=== Requirement ===
The expected answer is every line from the material below that has the word "this".

=== Records shown ===
╭──

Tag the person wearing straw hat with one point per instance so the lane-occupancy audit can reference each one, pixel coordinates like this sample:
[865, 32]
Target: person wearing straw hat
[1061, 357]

╰──
╭──

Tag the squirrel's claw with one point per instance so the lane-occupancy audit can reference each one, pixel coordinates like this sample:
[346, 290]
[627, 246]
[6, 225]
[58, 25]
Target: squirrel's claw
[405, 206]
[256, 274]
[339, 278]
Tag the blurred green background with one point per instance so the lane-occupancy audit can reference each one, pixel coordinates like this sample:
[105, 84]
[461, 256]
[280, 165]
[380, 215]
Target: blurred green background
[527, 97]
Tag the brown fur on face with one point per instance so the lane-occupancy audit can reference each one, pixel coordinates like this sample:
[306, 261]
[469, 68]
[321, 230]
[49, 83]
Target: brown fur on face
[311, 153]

╰──

=== Task solution ===
Tag the person wearing straw hat with one point per instance so the lane-occupancy audit can reference each one, pixel coordinates like this sample:
Tag the squirrel's claw with one point per instance so the lane-occupancy audit can reference each one, pixel coordinates like this sample:
Tag the blurred green background with one point per instance so the lane-occupancy audit can reference each one, pixel coordinates like this sample:
Tag the brown fur on face with one point per instance so the lane-occupancy audit can reference each one, pixel coordinates like this sample:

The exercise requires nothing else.